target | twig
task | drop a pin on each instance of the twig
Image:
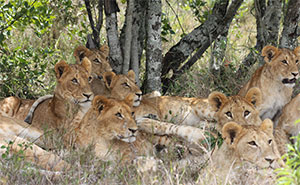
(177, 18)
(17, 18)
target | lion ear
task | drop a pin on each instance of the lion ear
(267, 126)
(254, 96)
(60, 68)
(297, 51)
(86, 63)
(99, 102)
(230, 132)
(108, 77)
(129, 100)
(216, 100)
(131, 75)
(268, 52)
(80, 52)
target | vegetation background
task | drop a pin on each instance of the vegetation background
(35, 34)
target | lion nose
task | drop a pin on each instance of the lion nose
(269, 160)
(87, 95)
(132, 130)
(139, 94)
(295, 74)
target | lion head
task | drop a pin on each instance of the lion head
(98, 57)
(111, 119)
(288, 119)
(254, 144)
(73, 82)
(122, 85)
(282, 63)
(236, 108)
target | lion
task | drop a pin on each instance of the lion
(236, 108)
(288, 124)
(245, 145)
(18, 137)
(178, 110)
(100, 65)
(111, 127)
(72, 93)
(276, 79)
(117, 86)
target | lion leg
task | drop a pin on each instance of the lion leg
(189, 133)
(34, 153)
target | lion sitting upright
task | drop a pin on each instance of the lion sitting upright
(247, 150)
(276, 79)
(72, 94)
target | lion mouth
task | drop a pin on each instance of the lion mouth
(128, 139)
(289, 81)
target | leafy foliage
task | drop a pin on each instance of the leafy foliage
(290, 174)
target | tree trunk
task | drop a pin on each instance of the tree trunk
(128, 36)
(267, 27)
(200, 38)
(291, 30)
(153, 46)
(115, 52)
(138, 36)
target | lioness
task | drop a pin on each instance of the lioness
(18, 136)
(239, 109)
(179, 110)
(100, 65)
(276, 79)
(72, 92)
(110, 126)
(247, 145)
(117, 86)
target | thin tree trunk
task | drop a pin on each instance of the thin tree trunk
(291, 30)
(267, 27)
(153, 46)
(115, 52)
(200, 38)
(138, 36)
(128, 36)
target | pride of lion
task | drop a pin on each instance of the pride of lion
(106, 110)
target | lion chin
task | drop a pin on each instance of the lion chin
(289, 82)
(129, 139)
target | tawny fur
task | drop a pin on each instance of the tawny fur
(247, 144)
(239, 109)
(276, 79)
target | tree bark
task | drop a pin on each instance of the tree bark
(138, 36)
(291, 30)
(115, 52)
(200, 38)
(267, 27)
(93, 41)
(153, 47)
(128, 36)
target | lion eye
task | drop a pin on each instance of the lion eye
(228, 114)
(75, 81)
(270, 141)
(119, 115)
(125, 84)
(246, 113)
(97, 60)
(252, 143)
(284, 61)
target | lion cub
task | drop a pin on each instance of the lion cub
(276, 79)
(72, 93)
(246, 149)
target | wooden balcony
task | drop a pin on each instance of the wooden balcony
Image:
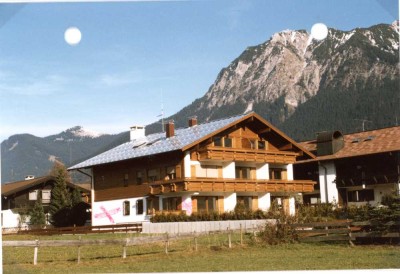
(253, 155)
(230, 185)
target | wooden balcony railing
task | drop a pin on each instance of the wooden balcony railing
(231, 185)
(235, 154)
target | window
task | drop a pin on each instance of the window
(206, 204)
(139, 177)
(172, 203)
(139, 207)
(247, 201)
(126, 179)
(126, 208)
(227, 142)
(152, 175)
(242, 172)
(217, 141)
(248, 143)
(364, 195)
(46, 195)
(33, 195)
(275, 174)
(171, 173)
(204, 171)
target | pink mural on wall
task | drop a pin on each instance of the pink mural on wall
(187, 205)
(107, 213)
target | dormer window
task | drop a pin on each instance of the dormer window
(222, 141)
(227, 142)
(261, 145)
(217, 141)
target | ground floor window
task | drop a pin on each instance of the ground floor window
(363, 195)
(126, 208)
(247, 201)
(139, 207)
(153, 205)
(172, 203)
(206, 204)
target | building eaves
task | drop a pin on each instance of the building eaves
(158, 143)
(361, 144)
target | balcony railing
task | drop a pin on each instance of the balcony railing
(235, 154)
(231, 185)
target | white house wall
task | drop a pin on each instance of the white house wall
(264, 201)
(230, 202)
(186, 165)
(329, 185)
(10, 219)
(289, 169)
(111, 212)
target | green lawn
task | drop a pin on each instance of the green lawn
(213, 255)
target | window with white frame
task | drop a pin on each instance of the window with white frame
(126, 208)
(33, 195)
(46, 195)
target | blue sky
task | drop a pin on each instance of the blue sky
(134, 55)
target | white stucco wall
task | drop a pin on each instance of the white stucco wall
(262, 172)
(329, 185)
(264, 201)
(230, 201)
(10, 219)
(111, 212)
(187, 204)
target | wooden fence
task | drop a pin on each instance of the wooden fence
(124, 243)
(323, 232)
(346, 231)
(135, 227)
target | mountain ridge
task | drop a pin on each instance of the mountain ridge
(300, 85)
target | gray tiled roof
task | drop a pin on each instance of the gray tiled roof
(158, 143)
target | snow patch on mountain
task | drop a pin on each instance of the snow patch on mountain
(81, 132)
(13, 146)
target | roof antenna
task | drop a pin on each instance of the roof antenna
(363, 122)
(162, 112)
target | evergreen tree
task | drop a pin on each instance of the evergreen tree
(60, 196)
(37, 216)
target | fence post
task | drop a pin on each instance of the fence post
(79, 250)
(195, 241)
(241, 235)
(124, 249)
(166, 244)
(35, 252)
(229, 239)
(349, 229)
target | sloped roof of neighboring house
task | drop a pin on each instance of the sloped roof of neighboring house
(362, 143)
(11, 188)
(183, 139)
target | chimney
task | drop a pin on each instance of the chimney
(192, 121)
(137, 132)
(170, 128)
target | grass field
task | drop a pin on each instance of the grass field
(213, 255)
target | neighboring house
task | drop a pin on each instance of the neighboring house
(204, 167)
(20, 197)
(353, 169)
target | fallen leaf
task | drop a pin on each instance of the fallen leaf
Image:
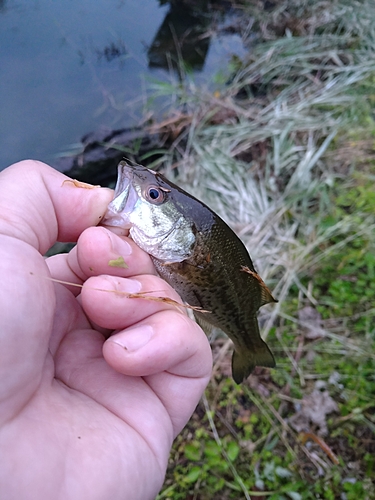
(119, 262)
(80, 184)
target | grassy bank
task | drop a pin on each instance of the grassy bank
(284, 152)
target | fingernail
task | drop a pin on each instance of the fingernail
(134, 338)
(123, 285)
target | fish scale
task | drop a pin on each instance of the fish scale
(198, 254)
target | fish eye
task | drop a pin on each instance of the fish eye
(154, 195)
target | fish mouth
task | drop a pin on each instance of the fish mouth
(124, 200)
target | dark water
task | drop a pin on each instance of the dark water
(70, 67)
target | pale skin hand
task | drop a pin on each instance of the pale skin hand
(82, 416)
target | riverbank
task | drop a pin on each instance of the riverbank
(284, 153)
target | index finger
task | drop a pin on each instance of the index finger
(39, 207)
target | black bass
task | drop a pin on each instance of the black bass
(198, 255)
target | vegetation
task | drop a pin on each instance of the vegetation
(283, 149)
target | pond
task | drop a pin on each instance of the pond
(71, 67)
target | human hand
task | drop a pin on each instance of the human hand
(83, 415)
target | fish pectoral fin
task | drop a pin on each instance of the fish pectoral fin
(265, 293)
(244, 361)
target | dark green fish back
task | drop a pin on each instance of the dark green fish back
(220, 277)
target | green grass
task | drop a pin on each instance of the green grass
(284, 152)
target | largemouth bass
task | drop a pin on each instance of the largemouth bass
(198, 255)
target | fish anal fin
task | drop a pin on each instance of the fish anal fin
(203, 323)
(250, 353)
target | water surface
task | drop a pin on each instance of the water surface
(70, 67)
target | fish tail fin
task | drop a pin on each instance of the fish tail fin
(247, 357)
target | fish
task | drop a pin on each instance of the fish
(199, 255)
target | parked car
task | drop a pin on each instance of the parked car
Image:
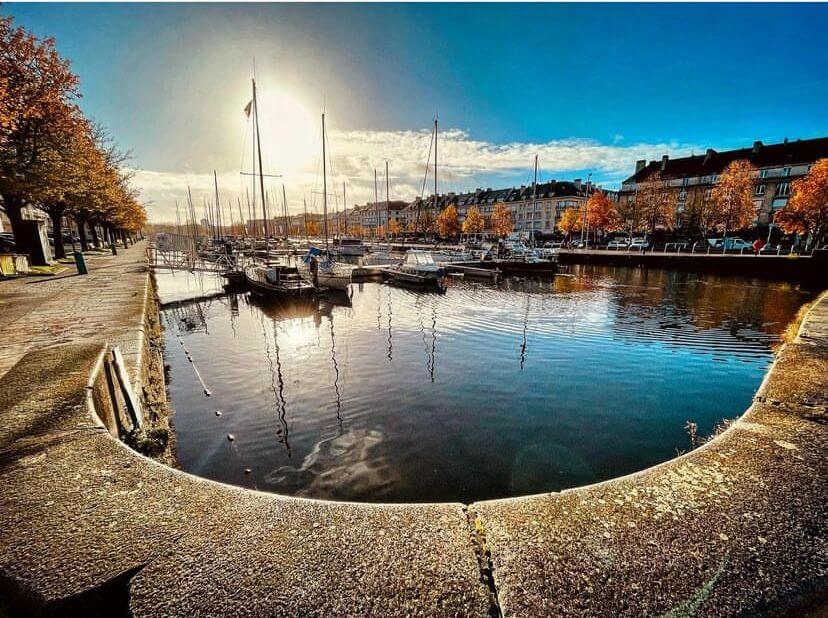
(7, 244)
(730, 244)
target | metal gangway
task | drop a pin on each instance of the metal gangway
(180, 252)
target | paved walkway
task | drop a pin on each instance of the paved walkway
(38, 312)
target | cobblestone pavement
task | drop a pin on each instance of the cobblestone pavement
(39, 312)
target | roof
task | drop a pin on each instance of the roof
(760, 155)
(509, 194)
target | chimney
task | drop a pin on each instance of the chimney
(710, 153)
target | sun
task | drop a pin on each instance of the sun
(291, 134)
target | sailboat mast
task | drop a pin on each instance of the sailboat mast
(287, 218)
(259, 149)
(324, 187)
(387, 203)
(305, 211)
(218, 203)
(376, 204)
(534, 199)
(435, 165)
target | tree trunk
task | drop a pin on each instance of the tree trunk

■ ■ ■ ■ ■

:: Task instructions ::
Skip all pictures. Write out only the lines from the one containing "target | green grass" to the end of the listing above, inclusive, exactly as given.

:: Finished task ::
target | green grass
task | drop a pin on each instance of the green grass
(284, 152)
target | largemouth bass
task | drop a pin on each instance of the largemouth bass
(198, 255)
target | fish anal fin
task | drop a pin on each instance of the fish anal fin
(203, 323)
(250, 353)
target | water surface
task | drop a pin on each instance of the water surface
(70, 67)
target | fish tail fin
task | drop a pin on each instance of the fish tail fin
(247, 357)
target | fish
task | drop a pin on each instance of the fish
(199, 255)
target | parked car
task | drop a pin on each instance of the parked car
Image:
(7, 244)
(730, 244)
target | metal gangway
task | drop a pin on each instance of the metal gangway
(180, 252)
target | paved walkway
task | drop a pin on each instance of the paved walkway
(38, 312)
target | cobblestone pavement
task | drop a pin on each instance of the cobblestone pavement
(39, 312)
target | roof
task | drop a pin on each instance of the roof
(760, 155)
(509, 194)
target | chimney
task | drop a pin on each instance of the chimney
(710, 153)
target | sun
task | drop a pin on each instance of the sun
(291, 134)
target | sailboat mast
task | drop a pin on each instance of the sailboat mast
(287, 218)
(259, 149)
(324, 187)
(387, 203)
(305, 211)
(218, 203)
(376, 204)
(534, 199)
(435, 165)
target | tree trunk
task | drop a pin on each instance of the tree trunk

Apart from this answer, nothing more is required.